[START]

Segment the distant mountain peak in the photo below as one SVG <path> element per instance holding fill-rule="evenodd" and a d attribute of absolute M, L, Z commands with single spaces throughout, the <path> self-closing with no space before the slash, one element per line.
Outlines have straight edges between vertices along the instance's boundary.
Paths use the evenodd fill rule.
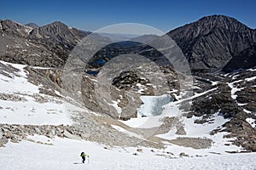
<path fill-rule="evenodd" d="M 32 23 L 27 23 L 25 26 L 29 26 L 31 28 L 38 28 L 38 27 L 39 27 L 37 24 L 32 23 Z"/>
<path fill-rule="evenodd" d="M 181 48 L 193 70 L 223 67 L 256 42 L 255 30 L 220 14 L 205 16 L 167 33 Z"/>

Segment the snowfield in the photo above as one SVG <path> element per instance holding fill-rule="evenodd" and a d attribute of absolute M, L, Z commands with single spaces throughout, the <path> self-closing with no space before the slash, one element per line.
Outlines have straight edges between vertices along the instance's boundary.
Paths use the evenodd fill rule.
<path fill-rule="evenodd" d="M 152 152 L 150 148 L 142 148 L 141 153 L 137 151 L 137 148 L 104 149 L 103 145 L 88 141 L 50 139 L 42 136 L 29 139 L 54 145 L 29 141 L 8 143 L 5 148 L 0 148 L 1 170 L 256 169 L 256 153 L 208 153 L 180 157 L 162 150 L 153 149 Z M 79 155 L 82 151 L 90 156 L 90 162 L 86 158 L 86 163 L 81 164 Z"/>
<path fill-rule="evenodd" d="M 0 94 L 15 96 L 14 99 L 0 99 L 0 123 L 16 123 L 32 125 L 70 125 L 69 116 L 76 111 L 84 110 L 61 99 L 42 94 L 39 86 L 28 82 L 26 65 L 0 61 L 0 69 L 3 66 L 18 70 L 14 72 L 0 74 Z M 38 102 L 43 99 L 44 101 Z"/>

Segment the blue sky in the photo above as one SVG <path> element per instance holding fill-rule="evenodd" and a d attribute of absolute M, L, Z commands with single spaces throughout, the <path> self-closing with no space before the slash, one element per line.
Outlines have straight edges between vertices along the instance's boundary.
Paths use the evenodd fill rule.
<path fill-rule="evenodd" d="M 256 28 L 255 0 L 3 0 L 0 7 L 1 20 L 39 26 L 60 20 L 86 31 L 129 22 L 148 25 L 166 32 L 215 14 L 232 16 Z"/>

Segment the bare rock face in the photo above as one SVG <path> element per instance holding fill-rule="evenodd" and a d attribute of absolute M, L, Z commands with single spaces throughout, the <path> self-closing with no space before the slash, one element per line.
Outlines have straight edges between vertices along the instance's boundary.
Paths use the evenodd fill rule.
<path fill-rule="evenodd" d="M 31 28 L 38 28 L 38 27 L 39 27 L 37 24 L 35 24 L 35 23 L 28 23 L 28 24 L 26 24 L 25 26 L 29 26 L 29 27 L 31 27 Z"/>
<path fill-rule="evenodd" d="M 195 71 L 223 67 L 234 54 L 256 41 L 255 30 L 224 15 L 203 17 L 168 35 L 181 48 Z"/>
<path fill-rule="evenodd" d="M 256 65 L 256 44 L 235 55 L 223 68 L 224 72 L 232 72 L 239 69 L 250 69 Z"/>

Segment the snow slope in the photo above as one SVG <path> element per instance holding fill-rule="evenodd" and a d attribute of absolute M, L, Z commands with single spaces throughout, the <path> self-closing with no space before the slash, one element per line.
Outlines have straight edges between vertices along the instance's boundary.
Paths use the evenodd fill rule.
<path fill-rule="evenodd" d="M 69 116 L 83 109 L 61 98 L 39 93 L 39 86 L 27 80 L 26 65 L 0 61 L 0 95 L 13 99 L 0 98 L 0 123 L 16 124 L 72 124 Z M 3 68 L 1 68 L 3 67 Z M 9 68 L 9 69 L 6 69 Z M 10 71 L 12 70 L 17 70 Z M 44 101 L 39 102 L 38 99 Z"/>
<path fill-rule="evenodd" d="M 255 169 L 256 153 L 247 154 L 199 154 L 193 157 L 180 157 L 167 150 L 143 148 L 104 149 L 98 144 L 67 139 L 49 139 L 34 136 L 35 141 L 51 143 L 46 145 L 29 141 L 9 143 L 0 148 L 1 170 L 72 170 L 72 169 Z M 85 164 L 80 164 L 80 153 L 90 156 Z M 180 150 L 182 151 L 182 150 Z M 137 156 L 133 155 L 137 153 Z"/>

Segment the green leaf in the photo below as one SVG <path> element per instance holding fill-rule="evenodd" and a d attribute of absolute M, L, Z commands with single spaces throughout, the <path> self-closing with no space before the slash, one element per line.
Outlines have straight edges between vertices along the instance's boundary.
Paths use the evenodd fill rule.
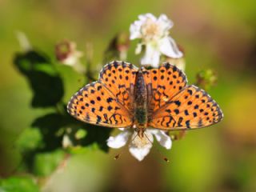
<path fill-rule="evenodd" d="M 62 150 L 38 154 L 34 160 L 34 173 L 38 176 L 50 175 L 60 165 L 64 156 Z"/>
<path fill-rule="evenodd" d="M 30 177 L 13 176 L 0 180 L 0 192 L 37 192 L 39 188 Z"/>
<path fill-rule="evenodd" d="M 42 135 L 38 130 L 26 129 L 17 139 L 15 146 L 21 152 L 26 152 L 38 148 L 41 141 Z"/>
<path fill-rule="evenodd" d="M 54 106 L 64 94 L 62 80 L 43 54 L 30 50 L 17 54 L 14 65 L 29 81 L 34 96 L 33 107 Z"/>
<path fill-rule="evenodd" d="M 32 123 L 32 127 L 38 128 L 44 146 L 42 151 L 54 150 L 62 147 L 62 134 L 61 129 L 66 128 L 75 122 L 70 115 L 52 113 L 39 117 Z M 59 133 L 63 133 L 59 134 Z"/>

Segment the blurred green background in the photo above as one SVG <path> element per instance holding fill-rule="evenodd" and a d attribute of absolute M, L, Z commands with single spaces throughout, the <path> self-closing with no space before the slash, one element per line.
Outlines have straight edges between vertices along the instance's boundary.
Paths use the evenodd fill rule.
<path fill-rule="evenodd" d="M 174 21 L 170 34 L 185 50 L 190 83 L 195 82 L 201 70 L 217 72 L 218 85 L 209 93 L 222 107 L 223 121 L 187 133 L 173 143 L 170 151 L 155 146 L 142 162 L 132 158 L 127 149 L 121 150 L 118 161 L 113 157 L 120 150 L 108 154 L 86 149 L 72 155 L 65 168 L 54 172 L 50 179 L 41 179 L 42 190 L 256 191 L 256 2 L 253 0 L 0 0 L 2 178 L 22 177 L 24 180 L 17 182 L 12 176 L 14 183 L 30 186 L 27 191 L 37 190 L 31 186 L 34 180 L 26 180 L 29 174 L 15 173 L 22 157 L 14 143 L 35 117 L 45 113 L 32 110 L 31 90 L 14 67 L 14 54 L 21 50 L 17 31 L 24 32 L 32 45 L 51 56 L 55 44 L 63 39 L 76 42 L 80 50 L 91 43 L 93 62 L 98 70 L 110 39 L 119 31 L 128 31 L 138 15 L 145 13 L 166 14 Z M 127 62 L 136 64 L 138 58 L 130 56 Z M 70 70 L 62 69 L 62 76 L 67 102 L 83 84 L 81 77 Z M 156 148 L 170 163 L 162 160 Z M 47 158 L 50 157 L 42 157 L 38 163 L 46 163 Z M 43 171 L 40 169 L 38 172 Z"/>

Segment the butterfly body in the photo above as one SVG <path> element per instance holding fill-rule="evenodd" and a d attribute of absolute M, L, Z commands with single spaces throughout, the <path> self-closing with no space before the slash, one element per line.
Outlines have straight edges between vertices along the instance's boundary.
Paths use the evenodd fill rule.
<path fill-rule="evenodd" d="M 142 69 L 136 74 L 134 85 L 134 126 L 137 128 L 138 136 L 143 137 L 145 129 L 148 123 L 148 101 L 147 89 Z"/>
<path fill-rule="evenodd" d="M 169 63 L 146 70 L 114 62 L 103 67 L 98 81 L 71 98 L 67 110 L 94 125 L 135 128 L 140 138 L 147 127 L 190 130 L 220 122 L 223 114 L 216 102 L 186 84 L 185 74 Z"/>

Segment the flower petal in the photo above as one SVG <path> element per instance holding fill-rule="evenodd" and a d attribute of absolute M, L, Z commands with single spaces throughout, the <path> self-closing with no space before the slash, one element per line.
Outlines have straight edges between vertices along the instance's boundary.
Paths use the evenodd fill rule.
<path fill-rule="evenodd" d="M 148 129 L 148 132 L 154 135 L 155 138 L 161 146 L 166 147 L 167 150 L 170 150 L 171 148 L 171 139 L 167 134 L 166 134 L 163 130 L 157 129 Z"/>
<path fill-rule="evenodd" d="M 156 22 L 157 21 L 156 17 L 154 14 L 150 14 L 150 13 L 138 15 L 138 19 L 140 21 L 142 21 L 142 22 L 145 22 L 147 19 L 150 19 L 153 22 Z"/>
<path fill-rule="evenodd" d="M 158 23 L 161 26 L 162 31 L 166 31 L 166 35 L 169 34 L 169 30 L 173 27 L 174 22 L 170 20 L 166 14 L 161 14 L 158 19 Z"/>
<path fill-rule="evenodd" d="M 150 65 L 158 67 L 160 62 L 160 52 L 151 44 L 146 46 L 146 53 L 142 58 L 141 65 Z"/>
<path fill-rule="evenodd" d="M 130 146 L 130 153 L 138 161 L 142 161 L 144 158 L 150 153 L 152 145 L 146 145 L 143 148 L 138 148 L 136 146 Z"/>
<path fill-rule="evenodd" d="M 141 21 L 135 21 L 133 24 L 130 26 L 130 39 L 133 40 L 135 38 L 142 38 L 141 34 L 141 27 L 142 22 Z"/>
<path fill-rule="evenodd" d="M 144 158 L 150 153 L 154 142 L 153 135 L 148 131 L 144 133 L 146 134 L 143 138 L 139 138 L 137 132 L 134 132 L 132 142 L 129 146 L 130 153 L 138 161 L 142 161 Z"/>
<path fill-rule="evenodd" d="M 160 52 L 170 58 L 178 58 L 183 56 L 182 52 L 178 50 L 174 40 L 170 37 L 162 38 L 158 45 Z"/>
<path fill-rule="evenodd" d="M 126 144 L 130 134 L 131 133 L 129 130 L 124 130 L 115 137 L 110 136 L 107 139 L 106 144 L 111 148 L 120 148 Z"/>

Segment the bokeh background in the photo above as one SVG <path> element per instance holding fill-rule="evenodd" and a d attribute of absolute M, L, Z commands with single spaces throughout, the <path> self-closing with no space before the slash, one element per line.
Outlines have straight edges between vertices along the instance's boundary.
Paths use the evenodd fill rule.
<path fill-rule="evenodd" d="M 39 182 L 43 191 L 57 192 L 256 191 L 256 2 L 253 0 L 0 0 L 3 181 L 14 175 L 15 183 L 17 177 L 30 177 L 15 171 L 22 158 L 14 143 L 36 117 L 45 113 L 32 110 L 30 86 L 13 65 L 14 54 L 21 50 L 17 31 L 24 32 L 31 44 L 51 56 L 61 40 L 76 42 L 81 50 L 89 42 L 98 70 L 110 39 L 119 31 L 128 31 L 138 15 L 145 13 L 156 16 L 163 13 L 174 21 L 170 34 L 185 50 L 190 83 L 201 70 L 217 72 L 218 84 L 209 93 L 222 107 L 223 121 L 187 133 L 173 143 L 170 151 L 156 145 L 142 162 L 132 158 L 127 149 L 122 150 L 122 156 L 114 161 L 113 157 L 120 150 L 105 153 L 89 148 L 70 157 L 64 168 L 50 178 L 32 182 Z M 131 56 L 127 60 L 138 62 Z M 83 85 L 75 72 L 63 71 L 67 102 Z M 158 148 L 170 163 L 162 161 Z M 50 157 L 38 158 L 44 164 Z M 27 181 L 19 183 L 30 185 Z M 36 191 L 36 187 L 30 190 Z"/>

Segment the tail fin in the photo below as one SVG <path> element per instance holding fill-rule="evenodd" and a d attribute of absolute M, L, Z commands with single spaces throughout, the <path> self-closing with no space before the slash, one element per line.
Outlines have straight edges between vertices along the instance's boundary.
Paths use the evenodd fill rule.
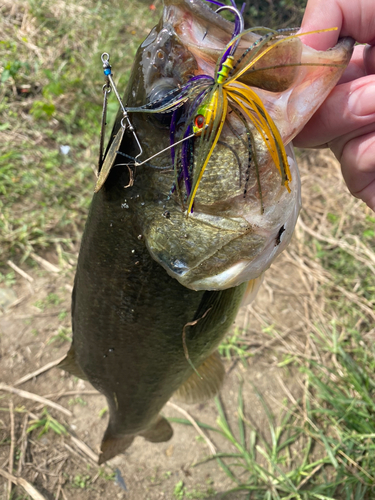
<path fill-rule="evenodd" d="M 73 344 L 71 345 L 68 354 L 65 356 L 65 358 L 60 361 L 60 363 L 57 365 L 58 368 L 61 368 L 62 370 L 67 371 L 71 375 L 74 375 L 75 377 L 81 378 L 83 380 L 87 380 L 87 376 L 85 373 L 82 371 L 82 368 L 79 366 L 77 363 L 76 359 L 76 353 L 74 350 Z"/>

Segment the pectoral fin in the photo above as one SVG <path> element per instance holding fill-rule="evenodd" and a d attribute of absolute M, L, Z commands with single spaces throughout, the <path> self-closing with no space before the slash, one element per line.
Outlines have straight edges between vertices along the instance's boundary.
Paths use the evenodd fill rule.
<path fill-rule="evenodd" d="M 159 415 L 154 425 L 150 429 L 147 429 L 147 431 L 141 432 L 140 436 L 151 443 L 162 443 L 163 441 L 171 439 L 173 436 L 173 429 L 171 424 L 164 417 Z"/>
<path fill-rule="evenodd" d="M 215 396 L 224 381 L 225 368 L 217 352 L 209 356 L 187 381 L 180 386 L 174 396 L 184 403 L 201 403 Z"/>
<path fill-rule="evenodd" d="M 57 366 L 58 368 L 67 371 L 68 373 L 74 375 L 75 377 L 87 380 L 87 376 L 77 363 L 76 353 L 73 345 L 70 347 L 68 354 L 65 356 L 65 358 L 62 361 L 60 361 L 60 363 Z"/>

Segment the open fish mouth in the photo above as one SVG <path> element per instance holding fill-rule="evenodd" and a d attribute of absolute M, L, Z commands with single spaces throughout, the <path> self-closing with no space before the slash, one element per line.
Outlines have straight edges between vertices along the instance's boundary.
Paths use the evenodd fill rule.
<path fill-rule="evenodd" d="M 171 145 L 158 163 L 165 170 L 147 173 L 155 195 L 138 214 L 143 236 L 151 256 L 194 290 L 257 278 L 289 243 L 301 206 L 291 140 L 353 47 L 346 38 L 319 52 L 293 29 L 244 30 L 241 13 L 223 8 L 235 23 L 201 0 L 166 0 L 126 98 L 148 156 Z"/>

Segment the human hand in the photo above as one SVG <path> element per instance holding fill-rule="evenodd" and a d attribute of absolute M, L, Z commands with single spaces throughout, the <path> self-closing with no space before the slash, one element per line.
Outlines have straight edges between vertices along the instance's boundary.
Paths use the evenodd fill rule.
<path fill-rule="evenodd" d="M 375 2 L 309 0 L 301 31 L 338 27 L 307 35 L 304 43 L 318 50 L 333 47 L 339 37 L 359 43 L 350 64 L 327 100 L 293 141 L 299 147 L 330 147 L 341 163 L 350 192 L 375 211 Z"/>

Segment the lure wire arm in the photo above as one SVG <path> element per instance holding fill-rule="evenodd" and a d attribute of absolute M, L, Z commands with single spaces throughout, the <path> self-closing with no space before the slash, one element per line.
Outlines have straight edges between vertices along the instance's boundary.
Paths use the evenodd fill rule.
<path fill-rule="evenodd" d="M 120 107 L 121 107 L 121 111 L 122 111 L 122 114 L 123 114 L 123 117 L 122 117 L 122 120 L 121 120 L 121 127 L 126 129 L 126 127 L 128 127 L 128 129 L 130 130 L 130 132 L 133 133 L 133 137 L 135 139 L 135 142 L 137 143 L 137 146 L 139 148 L 139 153 L 137 154 L 137 156 L 135 157 L 135 159 L 137 159 L 139 156 L 141 156 L 141 154 L 143 153 L 143 149 L 142 149 L 142 146 L 139 142 L 139 139 L 138 139 L 138 136 L 135 132 L 135 129 L 130 121 L 130 118 L 129 118 L 129 115 L 128 115 L 128 112 L 126 111 L 126 108 L 122 102 L 122 99 L 120 97 L 120 94 L 118 93 L 118 90 L 117 90 L 117 87 L 116 87 L 116 84 L 112 78 L 112 66 L 109 64 L 109 54 L 107 52 L 104 52 L 102 55 L 101 55 L 101 60 L 102 60 L 102 63 L 103 63 L 103 71 L 104 71 L 104 77 L 105 77 L 105 80 L 106 80 L 106 88 L 111 88 L 113 89 L 113 92 L 115 93 L 116 97 L 117 97 L 117 100 L 120 104 Z M 104 87 L 103 87 L 104 88 Z M 126 122 L 126 123 L 125 123 Z"/>

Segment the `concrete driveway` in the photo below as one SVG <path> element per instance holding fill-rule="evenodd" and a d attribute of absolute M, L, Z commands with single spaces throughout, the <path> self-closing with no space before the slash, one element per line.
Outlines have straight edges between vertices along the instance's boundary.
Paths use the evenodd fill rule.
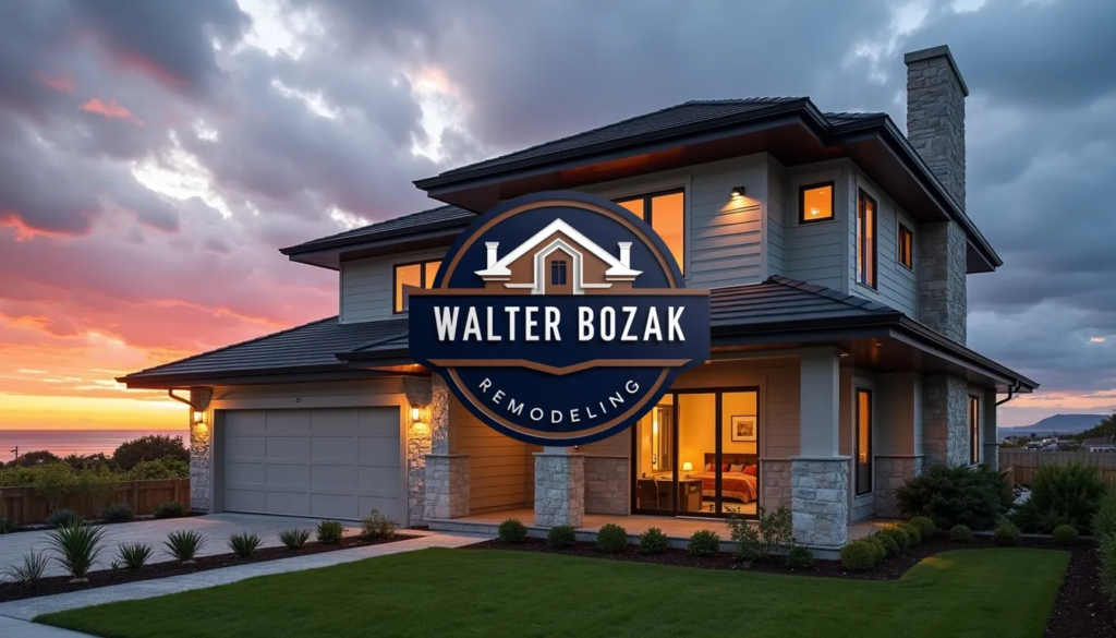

[END]

Please rewrite everything from the line containing "Segment the bokeh" down to the line containing "73 344 L 71", requests included. Multiply each coordinate in the answers by 0.75, round to whole numbers with halves going up, leave the pictures out, and return only those lines.

Segment the bokeh background in the photo above as one SVG <path> element per instance holding fill-rule="evenodd" and a d attribute of absolute M, L, Z commands with single spaces throughout, the <path> self-closing with no space before the slash, one element per line.
Outlines have straight edges between vertices along the instance's boundary.
Paths use the evenodd fill rule.
<path fill-rule="evenodd" d="M 29 137 L 32 143 L 43 144 L 192 143 L 192 2 L 190 0 L 0 0 L 2 136 L 11 131 L 11 137 L 13 133 L 23 133 L 11 128 L 17 119 L 11 107 L 27 88 L 34 85 L 24 83 L 23 65 L 10 49 L 11 41 L 16 38 L 13 23 L 18 24 L 23 33 L 38 42 L 46 30 L 57 32 L 61 38 L 67 32 L 74 53 L 83 29 L 89 23 L 96 23 L 104 11 L 109 10 L 117 12 L 122 10 L 131 16 L 128 26 L 139 38 L 143 62 L 151 53 L 163 54 L 164 63 L 157 70 L 167 80 L 167 91 L 140 100 L 130 107 L 128 113 L 117 109 L 107 122 L 99 119 L 95 112 L 92 113 L 92 117 L 86 121 L 85 118 L 90 113 L 79 115 L 67 111 L 53 118 L 48 126 L 38 134 L 24 137 Z M 98 42 L 95 45 L 104 47 Z M 62 64 L 56 54 L 47 53 L 50 77 Z M 119 111 L 128 122 L 122 121 Z M 38 118 L 29 119 L 33 123 Z M 20 136 L 14 137 L 23 139 Z M 27 143 L 27 140 L 23 143 Z"/>

Segment the tail fin in the photo below as one SVG <path> element per instance holding fill-rule="evenodd" and a d attribute of absolute M, L, Z commands with single spaces throughout, the <path> self-closing with no space before the slash, one element per line.
Outlines have straight edges between vertices along the instance's boundary.
Paths use the evenodd fill rule.
<path fill-rule="evenodd" d="M 55 258 L 53 259 L 51 266 L 49 267 L 49 269 L 45 271 L 45 272 L 43 274 L 44 276 L 46 276 L 47 278 L 50 278 L 53 281 L 56 281 L 56 283 L 61 284 L 62 285 L 65 285 L 65 282 L 64 280 L 62 278 L 62 276 L 59 275 L 58 272 L 57 269 L 57 265 L 56 263 Z"/>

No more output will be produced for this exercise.